### TASK DETAILS
Write out every line of the listing below without changing a single character.

### EXCERPTED RECORDS

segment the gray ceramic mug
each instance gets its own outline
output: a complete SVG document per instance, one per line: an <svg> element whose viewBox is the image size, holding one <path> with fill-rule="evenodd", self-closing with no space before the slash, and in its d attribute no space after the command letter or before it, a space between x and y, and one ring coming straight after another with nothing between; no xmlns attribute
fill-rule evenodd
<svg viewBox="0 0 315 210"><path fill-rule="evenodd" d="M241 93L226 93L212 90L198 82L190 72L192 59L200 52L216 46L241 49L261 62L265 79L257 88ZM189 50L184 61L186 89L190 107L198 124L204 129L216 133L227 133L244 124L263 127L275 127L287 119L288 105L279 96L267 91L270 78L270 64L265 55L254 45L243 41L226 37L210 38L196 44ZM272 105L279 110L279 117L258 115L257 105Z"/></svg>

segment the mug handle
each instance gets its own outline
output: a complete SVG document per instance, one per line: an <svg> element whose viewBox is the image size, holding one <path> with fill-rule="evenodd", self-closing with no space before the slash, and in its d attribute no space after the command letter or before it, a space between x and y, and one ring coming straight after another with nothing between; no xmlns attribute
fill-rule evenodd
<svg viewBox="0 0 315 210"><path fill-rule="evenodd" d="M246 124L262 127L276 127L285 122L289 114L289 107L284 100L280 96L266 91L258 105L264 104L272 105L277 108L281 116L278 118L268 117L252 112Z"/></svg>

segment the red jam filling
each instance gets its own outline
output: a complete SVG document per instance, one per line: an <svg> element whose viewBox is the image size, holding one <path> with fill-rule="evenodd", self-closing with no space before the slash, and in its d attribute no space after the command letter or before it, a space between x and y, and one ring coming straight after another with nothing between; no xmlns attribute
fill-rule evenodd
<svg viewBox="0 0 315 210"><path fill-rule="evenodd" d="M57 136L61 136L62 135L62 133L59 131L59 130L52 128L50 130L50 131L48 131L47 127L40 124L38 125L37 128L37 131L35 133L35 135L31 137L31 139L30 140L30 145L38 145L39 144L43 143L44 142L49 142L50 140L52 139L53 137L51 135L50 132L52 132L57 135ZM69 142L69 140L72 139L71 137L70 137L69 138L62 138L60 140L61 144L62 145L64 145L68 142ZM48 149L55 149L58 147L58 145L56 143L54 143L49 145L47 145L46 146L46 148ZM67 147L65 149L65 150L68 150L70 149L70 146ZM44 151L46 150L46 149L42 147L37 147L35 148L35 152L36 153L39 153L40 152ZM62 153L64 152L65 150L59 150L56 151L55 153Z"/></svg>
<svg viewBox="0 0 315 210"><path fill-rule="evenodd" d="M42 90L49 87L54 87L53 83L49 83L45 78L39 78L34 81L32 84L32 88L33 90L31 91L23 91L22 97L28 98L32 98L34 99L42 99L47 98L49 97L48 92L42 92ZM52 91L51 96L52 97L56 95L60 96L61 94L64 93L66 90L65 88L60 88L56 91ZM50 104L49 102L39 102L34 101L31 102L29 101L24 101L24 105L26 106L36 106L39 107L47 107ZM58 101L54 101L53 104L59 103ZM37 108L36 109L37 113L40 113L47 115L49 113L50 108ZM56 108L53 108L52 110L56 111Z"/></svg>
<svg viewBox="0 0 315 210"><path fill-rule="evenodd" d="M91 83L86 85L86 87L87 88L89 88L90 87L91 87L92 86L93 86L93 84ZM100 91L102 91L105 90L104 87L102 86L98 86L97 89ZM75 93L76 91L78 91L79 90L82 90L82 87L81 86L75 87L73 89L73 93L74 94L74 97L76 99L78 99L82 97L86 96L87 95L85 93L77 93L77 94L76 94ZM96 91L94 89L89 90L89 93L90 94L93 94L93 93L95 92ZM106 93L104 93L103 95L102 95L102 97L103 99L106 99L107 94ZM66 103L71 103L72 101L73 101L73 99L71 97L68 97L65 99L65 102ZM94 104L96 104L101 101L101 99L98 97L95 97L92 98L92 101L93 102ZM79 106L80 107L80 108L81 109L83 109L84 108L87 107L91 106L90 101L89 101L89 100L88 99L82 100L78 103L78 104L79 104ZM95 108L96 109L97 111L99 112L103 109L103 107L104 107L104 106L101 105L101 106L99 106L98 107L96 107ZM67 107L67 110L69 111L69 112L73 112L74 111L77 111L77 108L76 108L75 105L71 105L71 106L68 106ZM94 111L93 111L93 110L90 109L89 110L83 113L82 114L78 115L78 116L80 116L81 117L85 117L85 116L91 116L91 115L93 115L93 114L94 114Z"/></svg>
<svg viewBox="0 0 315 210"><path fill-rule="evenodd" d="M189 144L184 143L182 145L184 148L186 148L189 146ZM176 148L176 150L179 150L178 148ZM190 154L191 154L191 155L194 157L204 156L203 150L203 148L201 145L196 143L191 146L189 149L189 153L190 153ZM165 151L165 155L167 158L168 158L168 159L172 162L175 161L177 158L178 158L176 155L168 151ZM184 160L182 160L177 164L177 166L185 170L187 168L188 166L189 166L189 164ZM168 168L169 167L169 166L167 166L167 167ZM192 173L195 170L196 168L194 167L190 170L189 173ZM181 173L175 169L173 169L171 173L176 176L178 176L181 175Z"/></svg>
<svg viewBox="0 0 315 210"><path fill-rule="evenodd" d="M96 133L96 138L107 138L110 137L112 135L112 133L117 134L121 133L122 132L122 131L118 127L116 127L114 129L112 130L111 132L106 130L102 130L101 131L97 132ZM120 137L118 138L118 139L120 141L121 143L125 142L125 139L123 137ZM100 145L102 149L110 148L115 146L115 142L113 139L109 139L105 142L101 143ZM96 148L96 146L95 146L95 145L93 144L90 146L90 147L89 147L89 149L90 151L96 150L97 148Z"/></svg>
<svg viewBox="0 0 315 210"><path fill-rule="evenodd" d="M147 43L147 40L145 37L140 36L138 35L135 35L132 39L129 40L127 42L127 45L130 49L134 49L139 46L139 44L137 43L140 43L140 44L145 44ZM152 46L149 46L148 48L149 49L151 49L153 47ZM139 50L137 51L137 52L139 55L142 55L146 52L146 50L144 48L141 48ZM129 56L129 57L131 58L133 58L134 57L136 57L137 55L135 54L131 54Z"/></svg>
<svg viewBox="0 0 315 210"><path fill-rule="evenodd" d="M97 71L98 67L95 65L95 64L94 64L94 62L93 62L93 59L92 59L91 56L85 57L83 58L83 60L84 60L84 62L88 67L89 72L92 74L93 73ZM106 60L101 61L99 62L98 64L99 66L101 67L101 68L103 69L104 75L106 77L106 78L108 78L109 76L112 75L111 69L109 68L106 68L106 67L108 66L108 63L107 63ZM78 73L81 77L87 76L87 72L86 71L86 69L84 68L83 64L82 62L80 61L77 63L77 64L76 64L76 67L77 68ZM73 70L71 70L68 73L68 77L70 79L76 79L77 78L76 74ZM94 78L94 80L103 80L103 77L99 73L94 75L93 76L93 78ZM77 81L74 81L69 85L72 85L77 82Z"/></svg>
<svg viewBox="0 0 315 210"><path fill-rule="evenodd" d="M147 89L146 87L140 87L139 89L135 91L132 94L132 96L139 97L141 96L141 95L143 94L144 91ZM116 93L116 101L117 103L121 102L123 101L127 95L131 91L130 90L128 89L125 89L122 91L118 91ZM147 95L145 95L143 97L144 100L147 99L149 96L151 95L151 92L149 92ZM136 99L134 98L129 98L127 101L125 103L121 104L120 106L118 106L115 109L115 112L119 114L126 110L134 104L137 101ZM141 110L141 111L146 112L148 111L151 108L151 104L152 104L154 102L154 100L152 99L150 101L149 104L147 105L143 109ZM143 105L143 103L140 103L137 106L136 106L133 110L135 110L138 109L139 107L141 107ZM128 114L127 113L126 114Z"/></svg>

### TASK OUTPUT
segment the gray ceramic mug
each instance gets its own outline
output: a complete SVG document per instance, one per line: an <svg> element whose viewBox is the image size, holding one <path> with fill-rule="evenodd", self-closing with no space before the slash, and in its d attribute no space after the command letter or before it, a space between x and y, and one ring coming straight after another with nothing between; no xmlns attribute
fill-rule evenodd
<svg viewBox="0 0 315 210"><path fill-rule="evenodd" d="M241 93L226 93L212 90L198 82L190 72L192 59L200 52L216 46L241 49L261 62L265 79L257 88ZM189 50L184 61L186 89L190 107L198 124L204 129L216 133L227 133L244 124L263 127L275 127L287 119L288 105L279 96L267 91L270 78L270 64L265 55L254 45L243 41L226 37L210 38L196 44ZM272 105L279 110L279 117L258 115L257 105Z"/></svg>

segment the mug handle
each instance gets its own outline
output: a complete SVG document per instance, one per line: an <svg> element whose viewBox is the image size, holding one <path> with fill-rule="evenodd", self-closing with no space before the slash, and in its d attribute no space after the command letter or before it, a space between x and y, and one ring coming straight after another with nothing between; no xmlns attribute
fill-rule evenodd
<svg viewBox="0 0 315 210"><path fill-rule="evenodd" d="M246 124L262 127L276 127L285 122L289 114L289 107L284 100L280 96L266 91L258 105L264 104L272 105L277 108L281 116L278 118L268 117L252 112Z"/></svg>

segment the red jam filling
each instance gets its own outline
output: a complete SVG document per instance, one per line: an <svg> element whose viewBox is the image size, holding one <path> with fill-rule="evenodd", self-closing with no space before the slash, and in its d attribute no space after the command letter or before it, a space between x and y, and one ring coming straight after another with nothing between; no xmlns attribute
fill-rule evenodd
<svg viewBox="0 0 315 210"><path fill-rule="evenodd" d="M57 136L61 136L62 135L62 133L59 131L59 130L52 128L50 130L50 131L48 131L47 127L40 124L38 125L37 128L37 131L35 133L35 135L31 137L31 139L30 140L30 145L38 145L39 144L43 143L44 142L49 142L50 140L52 139L53 137L51 135L50 132L52 132L57 135ZM69 142L69 140L72 139L71 137L70 137L69 138L62 138L60 140L61 144L62 145L64 145L68 142ZM48 149L55 149L58 147L58 145L56 143L54 143L49 145L47 145L46 146L46 148ZM67 147L65 149L65 150L68 150L70 149L70 146ZM44 151L46 150L46 149L42 147L37 147L35 148L35 152L36 153L39 153L40 152ZM62 153L64 152L65 150L59 150L56 151L55 153Z"/></svg>
<svg viewBox="0 0 315 210"><path fill-rule="evenodd" d="M42 90L49 87L54 87L53 83L49 83L45 78L39 78L34 81L32 84L32 88L33 90L31 91L23 91L22 97L28 98L32 98L34 99L42 99L47 98L49 97L48 92L42 92ZM52 91L51 96L52 97L56 95L60 96L61 94L64 93L66 90L65 88L60 88L56 91ZM50 104L49 102L39 102L34 101L31 102L29 101L24 101L24 105L26 106L36 106L39 107L47 107ZM58 101L54 101L53 104L59 103ZM37 108L36 109L37 113L40 113L47 115L49 113L50 108ZM56 108L53 108L52 110L56 111Z"/></svg>
<svg viewBox="0 0 315 210"><path fill-rule="evenodd" d="M91 83L86 85L86 87L87 88L89 88L90 87L91 87L92 86L93 86L93 84ZM100 91L102 91L105 90L104 87L102 86L98 86L97 89ZM75 93L76 91L78 91L79 90L82 90L82 87L81 86L75 87L73 89L73 93L74 94L74 97L76 99L78 99L82 97L86 96L87 95L85 93L77 93L77 94L76 94ZM96 91L94 89L89 90L89 93L90 94L93 94L93 93L95 92ZM106 93L104 93L103 95L102 95L102 97L103 99L106 99L107 94ZM66 103L71 103L72 101L73 101L73 99L71 97L68 97L65 99L65 102ZM94 104L96 104L101 101L101 99L98 97L95 97L92 98L92 101L93 102ZM79 106L80 107L80 108L81 109L83 109L84 108L87 107L91 106L90 101L89 101L89 100L88 99L82 100L78 103L78 104L79 104ZM95 108L96 109L97 111L99 112L103 109L103 107L104 107L104 106L101 105L101 106L99 106L98 107L96 107ZM67 107L67 110L69 111L69 112L73 112L74 111L77 111L77 108L76 108L75 105L71 105L71 106L68 106ZM94 111L93 111L93 110L90 109L89 110L83 113L82 114L78 115L78 116L80 116L81 117L85 117L85 116L91 116L91 115L93 115L93 114L94 114Z"/></svg>
<svg viewBox="0 0 315 210"><path fill-rule="evenodd" d="M189 144L184 143L182 145L184 148L186 148L189 146ZM176 148L176 150L179 150L178 148ZM190 154L191 154L191 155L194 157L204 156L203 150L203 148L201 145L196 143L191 146L189 149L189 153L190 153ZM165 151L165 155L167 158L168 158L168 159L172 162L175 161L177 158L178 158L176 155L168 151ZM184 160L182 160L177 164L177 166L185 170L187 168L188 166L189 166L189 164ZM168 168L169 167L169 166L167 166L167 167ZM192 173L195 170L196 168L194 167L190 170L189 173ZM181 173L175 169L173 169L171 173L176 176L178 176L181 175Z"/></svg>
<svg viewBox="0 0 315 210"><path fill-rule="evenodd" d="M96 133L96 138L107 138L110 137L112 135L112 133L117 134L121 133L122 132L122 131L118 127L116 127L114 129L112 130L111 132L106 130L102 130L101 131L97 132ZM120 137L118 138L118 139L120 141L121 143L125 142L125 139L123 137ZM100 145L102 149L110 148L115 146L115 142L113 139L109 139L105 142L101 143ZM96 148L96 146L95 146L95 145L93 144L90 146L90 147L89 147L89 149L90 151L96 150L97 148Z"/></svg>
<svg viewBox="0 0 315 210"><path fill-rule="evenodd" d="M147 43L147 40L145 37L140 36L138 35L135 35L132 39L129 40L127 42L127 45L130 49L134 49L139 46L139 44L137 43L140 43L140 44L145 44ZM152 46L149 46L148 48L149 49L151 49L153 47ZM139 50L137 51L137 52L139 55L142 55L146 52L146 50L144 48L141 48ZM129 56L129 57L131 58L133 58L134 57L136 57L137 55L135 54L131 54Z"/></svg>
<svg viewBox="0 0 315 210"><path fill-rule="evenodd" d="M97 71L98 67L95 65L95 64L94 64L94 62L93 62L93 59L92 59L91 56L85 57L83 58L83 60L84 60L84 62L88 67L89 72L92 74L93 73ZM106 60L101 61L99 62L98 64L99 66L101 67L101 68L103 69L104 75L106 77L106 78L108 78L109 76L112 75L111 69L109 68L106 68L106 67L108 66L108 63L107 63ZM78 73L81 77L87 76L87 72L86 71L86 69L84 68L83 64L82 62L80 61L77 63L77 64L76 64L76 67L77 68ZM73 70L71 70L68 73L68 77L70 79L76 79L77 78L76 74ZM94 78L94 80L103 80L103 77L99 73L94 75L93 76L93 78ZM77 81L74 81L69 85L72 85L77 82Z"/></svg>
<svg viewBox="0 0 315 210"><path fill-rule="evenodd" d="M147 89L146 87L140 87L139 89L135 91L132 94L132 96L139 97L141 96L141 95L143 94L144 91ZM116 93L116 101L117 103L121 102L123 101L127 95L131 91L130 90L128 89L125 89L122 91L118 91ZM147 95L145 95L143 97L144 100L147 99L149 96L151 95L151 92L149 92ZM136 99L134 98L129 98L127 101L125 103L121 104L120 106L118 106L115 109L115 112L119 114L126 110L134 104L137 101ZM141 110L141 111L146 112L148 111L151 108L151 104L152 104L154 102L154 100L152 99L150 101L149 104L147 105L143 109ZM143 105L143 103L140 103L137 106L136 106L133 110L135 110L138 109L139 107L141 107ZM128 114L127 113L126 114Z"/></svg>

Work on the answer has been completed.